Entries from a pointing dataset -
+ + + + + + +

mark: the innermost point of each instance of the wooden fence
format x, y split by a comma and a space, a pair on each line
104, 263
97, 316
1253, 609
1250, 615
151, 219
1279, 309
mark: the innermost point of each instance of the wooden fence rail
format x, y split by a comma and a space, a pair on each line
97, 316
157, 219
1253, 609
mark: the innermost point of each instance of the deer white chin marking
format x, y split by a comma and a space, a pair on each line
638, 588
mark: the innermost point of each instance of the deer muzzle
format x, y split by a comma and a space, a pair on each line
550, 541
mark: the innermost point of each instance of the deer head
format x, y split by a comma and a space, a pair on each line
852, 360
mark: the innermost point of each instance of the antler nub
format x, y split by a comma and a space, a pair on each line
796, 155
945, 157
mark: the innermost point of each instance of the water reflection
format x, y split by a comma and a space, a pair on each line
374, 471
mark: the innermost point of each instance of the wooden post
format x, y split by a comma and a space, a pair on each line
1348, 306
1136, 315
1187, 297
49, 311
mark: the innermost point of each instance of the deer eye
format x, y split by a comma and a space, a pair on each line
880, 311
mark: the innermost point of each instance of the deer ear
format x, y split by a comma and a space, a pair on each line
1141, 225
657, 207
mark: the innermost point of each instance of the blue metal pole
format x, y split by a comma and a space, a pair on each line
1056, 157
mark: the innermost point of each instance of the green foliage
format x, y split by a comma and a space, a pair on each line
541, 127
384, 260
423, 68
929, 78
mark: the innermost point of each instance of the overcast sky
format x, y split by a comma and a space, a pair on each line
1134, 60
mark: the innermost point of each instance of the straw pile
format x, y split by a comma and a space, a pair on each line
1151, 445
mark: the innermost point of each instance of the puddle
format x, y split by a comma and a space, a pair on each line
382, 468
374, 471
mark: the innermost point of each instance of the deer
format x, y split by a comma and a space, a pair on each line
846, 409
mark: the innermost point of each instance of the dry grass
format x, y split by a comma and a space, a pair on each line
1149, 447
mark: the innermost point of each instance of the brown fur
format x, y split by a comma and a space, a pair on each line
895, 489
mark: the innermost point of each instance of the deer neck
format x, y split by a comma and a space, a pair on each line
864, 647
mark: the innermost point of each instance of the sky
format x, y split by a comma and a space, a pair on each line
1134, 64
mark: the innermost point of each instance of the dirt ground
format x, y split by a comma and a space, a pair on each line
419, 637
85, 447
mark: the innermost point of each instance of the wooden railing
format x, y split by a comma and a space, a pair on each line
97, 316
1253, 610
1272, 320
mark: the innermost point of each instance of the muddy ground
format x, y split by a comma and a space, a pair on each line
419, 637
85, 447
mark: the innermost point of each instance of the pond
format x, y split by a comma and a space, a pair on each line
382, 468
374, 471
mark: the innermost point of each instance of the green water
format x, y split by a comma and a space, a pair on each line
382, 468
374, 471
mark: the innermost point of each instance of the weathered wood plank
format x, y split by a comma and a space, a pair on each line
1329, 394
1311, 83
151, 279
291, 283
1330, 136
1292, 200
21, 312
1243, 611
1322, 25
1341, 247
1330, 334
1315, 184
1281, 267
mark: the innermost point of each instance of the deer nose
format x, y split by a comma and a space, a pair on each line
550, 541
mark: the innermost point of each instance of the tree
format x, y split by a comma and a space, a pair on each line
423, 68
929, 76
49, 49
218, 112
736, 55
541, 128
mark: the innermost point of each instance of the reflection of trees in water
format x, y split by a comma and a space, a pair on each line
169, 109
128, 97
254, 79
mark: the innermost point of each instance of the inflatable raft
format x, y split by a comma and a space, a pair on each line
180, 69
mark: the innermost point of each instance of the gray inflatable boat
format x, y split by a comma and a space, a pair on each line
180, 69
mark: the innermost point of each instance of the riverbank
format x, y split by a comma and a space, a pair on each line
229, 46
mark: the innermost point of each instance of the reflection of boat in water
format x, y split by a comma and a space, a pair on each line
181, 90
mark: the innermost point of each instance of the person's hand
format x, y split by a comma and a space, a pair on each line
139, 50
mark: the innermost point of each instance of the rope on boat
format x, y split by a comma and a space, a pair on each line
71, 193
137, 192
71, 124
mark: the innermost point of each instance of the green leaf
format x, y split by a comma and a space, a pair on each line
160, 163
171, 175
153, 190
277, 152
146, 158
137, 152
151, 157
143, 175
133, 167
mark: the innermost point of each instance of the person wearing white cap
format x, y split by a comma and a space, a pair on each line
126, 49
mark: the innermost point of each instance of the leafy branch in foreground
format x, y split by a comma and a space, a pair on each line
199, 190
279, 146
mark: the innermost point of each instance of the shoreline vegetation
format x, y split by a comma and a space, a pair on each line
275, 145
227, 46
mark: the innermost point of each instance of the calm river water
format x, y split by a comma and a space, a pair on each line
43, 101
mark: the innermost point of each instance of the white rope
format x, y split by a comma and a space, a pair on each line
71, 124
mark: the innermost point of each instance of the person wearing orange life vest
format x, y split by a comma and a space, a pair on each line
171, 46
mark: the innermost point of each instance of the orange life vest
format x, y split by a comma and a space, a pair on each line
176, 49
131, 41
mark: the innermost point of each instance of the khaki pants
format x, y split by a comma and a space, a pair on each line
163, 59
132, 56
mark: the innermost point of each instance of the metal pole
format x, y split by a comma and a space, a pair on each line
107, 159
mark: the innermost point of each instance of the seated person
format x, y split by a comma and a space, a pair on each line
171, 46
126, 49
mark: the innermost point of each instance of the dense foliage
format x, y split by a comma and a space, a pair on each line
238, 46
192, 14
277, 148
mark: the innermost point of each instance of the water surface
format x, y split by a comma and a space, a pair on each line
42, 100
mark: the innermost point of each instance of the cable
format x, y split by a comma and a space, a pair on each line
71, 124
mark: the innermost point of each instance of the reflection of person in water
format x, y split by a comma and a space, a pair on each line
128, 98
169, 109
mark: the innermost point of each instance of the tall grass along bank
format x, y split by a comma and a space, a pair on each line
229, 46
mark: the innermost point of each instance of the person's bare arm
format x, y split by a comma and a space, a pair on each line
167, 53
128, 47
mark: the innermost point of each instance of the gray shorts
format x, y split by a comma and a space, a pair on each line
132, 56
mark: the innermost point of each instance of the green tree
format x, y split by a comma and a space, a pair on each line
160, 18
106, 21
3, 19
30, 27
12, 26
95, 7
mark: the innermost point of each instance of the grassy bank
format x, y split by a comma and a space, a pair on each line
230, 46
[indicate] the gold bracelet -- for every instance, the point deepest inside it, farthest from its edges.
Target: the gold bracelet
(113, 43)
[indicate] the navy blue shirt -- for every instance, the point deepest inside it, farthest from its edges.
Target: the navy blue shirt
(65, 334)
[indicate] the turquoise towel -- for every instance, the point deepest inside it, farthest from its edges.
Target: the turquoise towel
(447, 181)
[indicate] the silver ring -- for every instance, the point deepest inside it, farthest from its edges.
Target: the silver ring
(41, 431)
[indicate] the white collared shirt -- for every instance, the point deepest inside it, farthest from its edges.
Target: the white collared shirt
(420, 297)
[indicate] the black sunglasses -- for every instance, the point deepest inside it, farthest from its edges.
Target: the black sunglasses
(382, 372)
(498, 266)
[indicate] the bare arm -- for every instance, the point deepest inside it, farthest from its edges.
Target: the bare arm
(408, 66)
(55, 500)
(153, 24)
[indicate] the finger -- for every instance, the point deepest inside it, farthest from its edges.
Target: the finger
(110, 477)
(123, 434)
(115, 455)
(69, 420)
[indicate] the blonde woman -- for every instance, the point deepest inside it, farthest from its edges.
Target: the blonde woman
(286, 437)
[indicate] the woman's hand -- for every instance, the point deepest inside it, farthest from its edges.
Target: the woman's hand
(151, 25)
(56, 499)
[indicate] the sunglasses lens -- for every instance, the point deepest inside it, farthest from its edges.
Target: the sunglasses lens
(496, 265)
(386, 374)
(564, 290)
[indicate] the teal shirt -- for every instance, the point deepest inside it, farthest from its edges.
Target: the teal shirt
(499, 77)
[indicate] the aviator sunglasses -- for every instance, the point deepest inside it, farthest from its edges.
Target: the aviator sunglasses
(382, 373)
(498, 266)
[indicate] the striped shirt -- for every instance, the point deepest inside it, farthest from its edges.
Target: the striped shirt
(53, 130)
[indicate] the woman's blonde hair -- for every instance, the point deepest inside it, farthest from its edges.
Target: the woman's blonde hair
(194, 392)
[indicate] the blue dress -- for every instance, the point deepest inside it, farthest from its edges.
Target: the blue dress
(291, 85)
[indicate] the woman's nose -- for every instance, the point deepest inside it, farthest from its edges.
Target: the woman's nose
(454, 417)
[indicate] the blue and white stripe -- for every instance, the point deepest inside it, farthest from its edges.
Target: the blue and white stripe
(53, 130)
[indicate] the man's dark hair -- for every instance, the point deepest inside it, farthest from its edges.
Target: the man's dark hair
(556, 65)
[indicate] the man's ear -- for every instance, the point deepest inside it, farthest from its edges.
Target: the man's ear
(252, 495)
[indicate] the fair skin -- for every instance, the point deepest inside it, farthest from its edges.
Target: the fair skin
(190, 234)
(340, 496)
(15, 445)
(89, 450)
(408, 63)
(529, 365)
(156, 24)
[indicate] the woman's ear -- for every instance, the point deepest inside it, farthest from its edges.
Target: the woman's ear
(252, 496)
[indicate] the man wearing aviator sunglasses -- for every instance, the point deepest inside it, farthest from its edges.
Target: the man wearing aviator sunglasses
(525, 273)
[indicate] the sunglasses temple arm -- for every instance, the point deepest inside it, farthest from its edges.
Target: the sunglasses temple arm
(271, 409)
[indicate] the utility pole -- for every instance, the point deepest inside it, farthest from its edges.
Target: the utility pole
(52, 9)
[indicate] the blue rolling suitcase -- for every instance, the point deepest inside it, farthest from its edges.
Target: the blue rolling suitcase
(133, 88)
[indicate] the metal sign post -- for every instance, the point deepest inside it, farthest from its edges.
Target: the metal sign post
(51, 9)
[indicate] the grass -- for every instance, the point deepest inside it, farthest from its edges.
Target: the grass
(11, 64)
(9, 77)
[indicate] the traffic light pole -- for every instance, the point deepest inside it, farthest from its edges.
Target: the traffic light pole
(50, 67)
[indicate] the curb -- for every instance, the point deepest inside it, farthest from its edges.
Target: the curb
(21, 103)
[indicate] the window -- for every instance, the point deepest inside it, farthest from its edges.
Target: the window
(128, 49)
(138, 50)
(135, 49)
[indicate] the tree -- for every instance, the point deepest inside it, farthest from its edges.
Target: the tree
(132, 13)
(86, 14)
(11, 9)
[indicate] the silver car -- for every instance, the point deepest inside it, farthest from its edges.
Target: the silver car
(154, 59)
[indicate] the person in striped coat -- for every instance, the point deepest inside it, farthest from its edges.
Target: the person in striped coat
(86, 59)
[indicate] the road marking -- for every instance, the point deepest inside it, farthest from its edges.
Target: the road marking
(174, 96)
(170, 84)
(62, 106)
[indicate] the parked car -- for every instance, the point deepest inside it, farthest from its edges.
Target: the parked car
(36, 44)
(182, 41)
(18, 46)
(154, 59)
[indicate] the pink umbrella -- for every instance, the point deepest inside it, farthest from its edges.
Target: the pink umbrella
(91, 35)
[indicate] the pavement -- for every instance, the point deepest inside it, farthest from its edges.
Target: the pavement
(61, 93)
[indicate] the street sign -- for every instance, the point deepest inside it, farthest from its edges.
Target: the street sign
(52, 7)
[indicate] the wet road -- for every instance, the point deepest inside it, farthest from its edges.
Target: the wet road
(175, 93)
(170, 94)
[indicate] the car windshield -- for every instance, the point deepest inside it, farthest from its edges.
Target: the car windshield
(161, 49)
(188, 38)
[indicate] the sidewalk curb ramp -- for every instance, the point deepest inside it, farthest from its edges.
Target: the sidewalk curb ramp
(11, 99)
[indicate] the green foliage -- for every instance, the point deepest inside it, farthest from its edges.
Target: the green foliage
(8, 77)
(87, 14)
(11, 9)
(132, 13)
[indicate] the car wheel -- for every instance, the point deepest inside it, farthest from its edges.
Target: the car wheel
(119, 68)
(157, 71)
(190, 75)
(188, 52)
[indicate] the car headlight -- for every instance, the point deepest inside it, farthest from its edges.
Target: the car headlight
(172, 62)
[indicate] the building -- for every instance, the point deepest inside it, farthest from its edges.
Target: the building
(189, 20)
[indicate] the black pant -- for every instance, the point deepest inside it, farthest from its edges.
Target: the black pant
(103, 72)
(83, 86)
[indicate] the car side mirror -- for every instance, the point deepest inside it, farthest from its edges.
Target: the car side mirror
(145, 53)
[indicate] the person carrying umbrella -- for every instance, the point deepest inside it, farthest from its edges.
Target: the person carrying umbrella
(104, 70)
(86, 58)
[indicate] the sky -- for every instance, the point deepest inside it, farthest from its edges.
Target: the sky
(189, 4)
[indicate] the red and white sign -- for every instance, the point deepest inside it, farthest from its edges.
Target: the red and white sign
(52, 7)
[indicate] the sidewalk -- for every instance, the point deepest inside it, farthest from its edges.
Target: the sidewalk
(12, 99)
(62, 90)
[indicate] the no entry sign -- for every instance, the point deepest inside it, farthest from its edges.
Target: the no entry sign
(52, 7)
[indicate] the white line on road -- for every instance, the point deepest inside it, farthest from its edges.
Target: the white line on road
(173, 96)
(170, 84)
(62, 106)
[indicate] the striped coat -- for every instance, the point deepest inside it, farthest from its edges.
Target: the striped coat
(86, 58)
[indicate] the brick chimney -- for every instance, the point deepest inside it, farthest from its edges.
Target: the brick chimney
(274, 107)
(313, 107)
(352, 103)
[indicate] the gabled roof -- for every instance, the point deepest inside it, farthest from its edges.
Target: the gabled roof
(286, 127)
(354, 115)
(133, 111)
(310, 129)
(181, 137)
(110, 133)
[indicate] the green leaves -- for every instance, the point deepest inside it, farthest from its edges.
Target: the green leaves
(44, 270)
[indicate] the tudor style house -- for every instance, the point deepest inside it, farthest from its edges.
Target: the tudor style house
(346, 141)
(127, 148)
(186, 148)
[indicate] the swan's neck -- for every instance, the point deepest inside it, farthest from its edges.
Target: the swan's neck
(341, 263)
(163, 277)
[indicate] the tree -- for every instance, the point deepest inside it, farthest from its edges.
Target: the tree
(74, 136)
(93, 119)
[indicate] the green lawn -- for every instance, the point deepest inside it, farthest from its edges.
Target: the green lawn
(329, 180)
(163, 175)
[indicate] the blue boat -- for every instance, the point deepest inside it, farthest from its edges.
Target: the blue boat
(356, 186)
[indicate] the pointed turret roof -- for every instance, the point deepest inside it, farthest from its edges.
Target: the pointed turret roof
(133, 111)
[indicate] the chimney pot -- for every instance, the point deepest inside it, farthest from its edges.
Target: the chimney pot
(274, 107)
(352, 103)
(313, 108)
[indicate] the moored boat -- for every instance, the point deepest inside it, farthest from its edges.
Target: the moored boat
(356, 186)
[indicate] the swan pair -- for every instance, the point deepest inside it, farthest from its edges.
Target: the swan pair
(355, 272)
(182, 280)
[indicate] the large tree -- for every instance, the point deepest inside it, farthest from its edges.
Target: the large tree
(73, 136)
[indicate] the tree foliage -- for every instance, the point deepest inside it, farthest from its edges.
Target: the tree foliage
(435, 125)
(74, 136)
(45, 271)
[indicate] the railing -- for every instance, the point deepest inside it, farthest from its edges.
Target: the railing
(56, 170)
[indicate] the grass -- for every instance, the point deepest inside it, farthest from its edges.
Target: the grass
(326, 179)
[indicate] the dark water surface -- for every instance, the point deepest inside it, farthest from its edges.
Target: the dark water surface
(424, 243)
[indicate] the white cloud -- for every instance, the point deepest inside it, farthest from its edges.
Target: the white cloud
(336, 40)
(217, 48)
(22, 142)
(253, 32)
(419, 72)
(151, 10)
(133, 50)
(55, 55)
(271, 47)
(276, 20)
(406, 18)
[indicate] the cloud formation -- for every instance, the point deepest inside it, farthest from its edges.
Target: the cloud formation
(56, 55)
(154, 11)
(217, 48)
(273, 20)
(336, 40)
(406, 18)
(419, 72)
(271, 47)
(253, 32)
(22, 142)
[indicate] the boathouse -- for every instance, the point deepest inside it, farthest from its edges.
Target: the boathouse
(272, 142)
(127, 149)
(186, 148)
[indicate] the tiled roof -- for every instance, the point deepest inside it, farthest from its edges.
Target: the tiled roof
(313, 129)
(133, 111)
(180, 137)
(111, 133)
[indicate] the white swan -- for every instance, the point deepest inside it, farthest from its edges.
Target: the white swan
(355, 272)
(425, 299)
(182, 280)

+ + + + + + +

INSTRUCTIONS FOR THE TASK - Produce an exact repeat of the lines from the one containing "[indicate] the dark" through the last line of the data, and nothing more.

FINISHED ANSWER -
[indicate] the dark water surface -- for every instance, the point deepest inside it, farthest from its edges.
Target: the dark water surface
(424, 243)
[indicate] the white cloud -- for every instance, the point deepest inside it, farthest from its edges.
Target: the white cloud
(336, 40)
(217, 48)
(22, 142)
(253, 32)
(419, 72)
(151, 10)
(133, 50)
(55, 55)
(271, 47)
(276, 20)
(406, 18)
[indicate] the cloud formation -- for every instance, the point deepest inside it, farthest from its edges.
Target: the cloud formation
(56, 55)
(154, 11)
(217, 48)
(273, 20)
(336, 40)
(406, 18)
(419, 72)
(271, 47)
(253, 32)
(22, 142)
[indicate] the boathouse -- for every instance, the point deepest inside it, farthest from its edges.
Target: the boathouse
(272, 142)
(127, 149)
(186, 148)
[indicate] the tiled roof -- for every instance, the point deepest inside it, farthest from its edges.
Target: the tiled roof
(313, 129)
(133, 111)
(180, 137)
(111, 133)
[indicate] the white swan -- for every instance, the point deepest inside it, farthest from its edges.
Target: the white swan
(355, 272)
(425, 299)
(182, 280)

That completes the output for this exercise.